_Written task a_
Output every line of the point-labeling records word for word, leaving out the pictures.

_Passage provided_
------------------------------------

My question for you fine folks is, do you put water in the coop overnight for these hot nights? I worry about moisture but if they need water, they need it.

Another question is why they are all piled on top of each other on the roosting bars if they're panting? Is there some sort of chicken cooling by osmosis that happens?! But seriously, that seems like odd behavior.

Water: YES! GET some water in that coop stat!
As you can see in my build thread (Linky thing under my avatar) and in it the water is 100% 365 available in there.

It’s all about correct thermal ventilation. It may be hot but, in there is real thermal variation with a breeze than they will adjust and be either close to or fine. Start making “Tupperware frozen water containers in the freezer to be added to their water era ASAP.

More
Later.. night night
 
Water: YES! GET some water in that coop stat!
As you can see in my build thread (Linky thing under my avatar) and in it the water is 100% 365 available in there.

It’s all about correct thermal ventilation. It may be hot but, in there is real thermal variation with a breeze than they will adjust and be either close to or fine. Start making “Tupperware frozen water containers in the freezer to be added to their water era ASAP.

More
Later.. night night
Thanks for this! Awesome coop, by the way.

------------------------------------

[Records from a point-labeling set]
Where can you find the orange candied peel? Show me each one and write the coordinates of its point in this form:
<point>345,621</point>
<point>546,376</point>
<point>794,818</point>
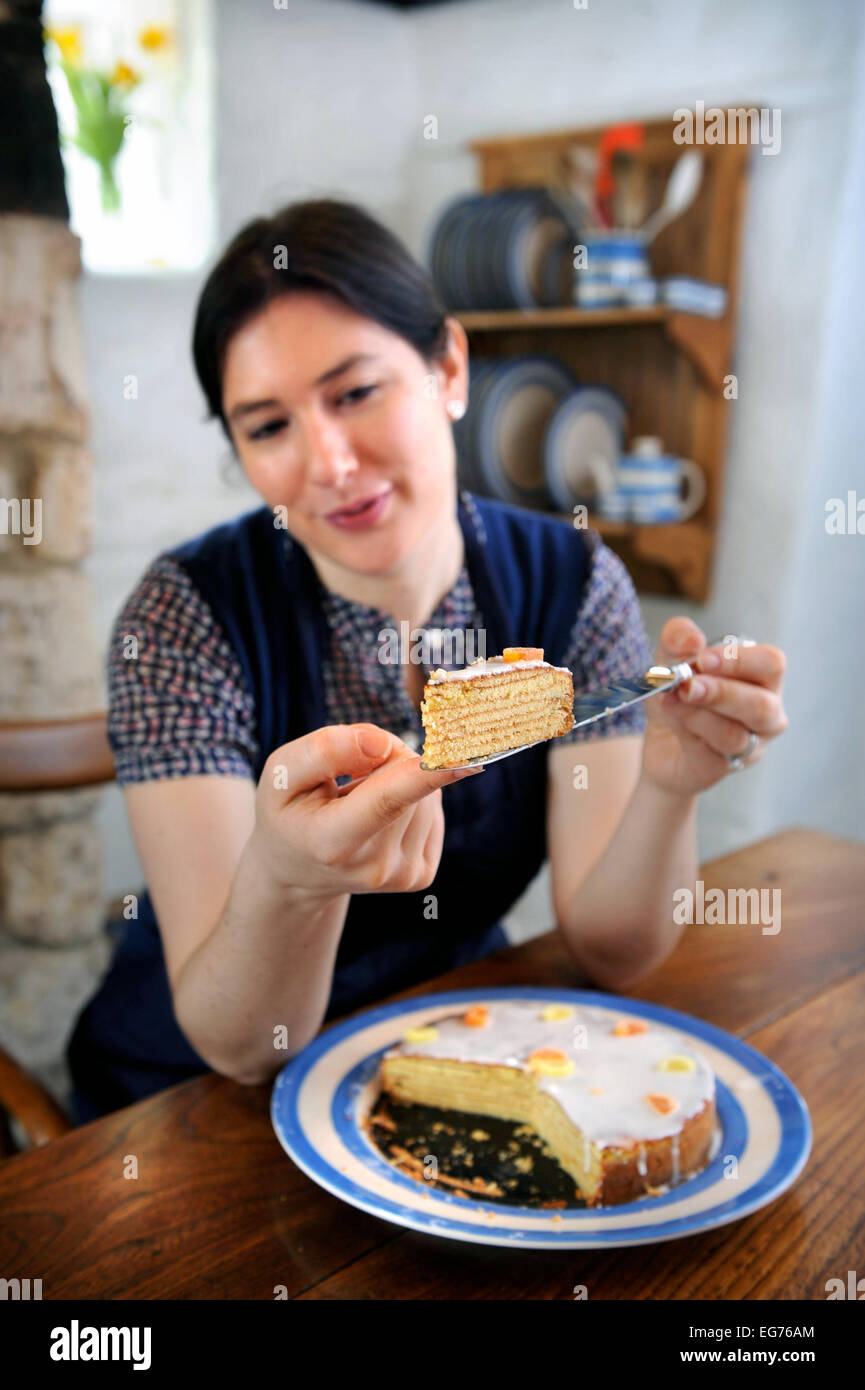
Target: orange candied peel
<point>664,1104</point>
<point>523,653</point>
<point>550,1061</point>
<point>477,1016</point>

------------------------------------

_Written task b_
In the chicken coop thread, what behavior does the asker find odd in the panting chickens?

_Written solution a_
Where can you find the orange candied peel? Show me each one and write the coordinates of its point in this form:
<point>345,621</point>
<point>546,376</point>
<point>794,818</point>
Target: orange candied peel
<point>664,1104</point>
<point>523,653</point>
<point>550,1061</point>
<point>477,1016</point>

_Written solution b_
They are all piled on top of each other on the roosting bars.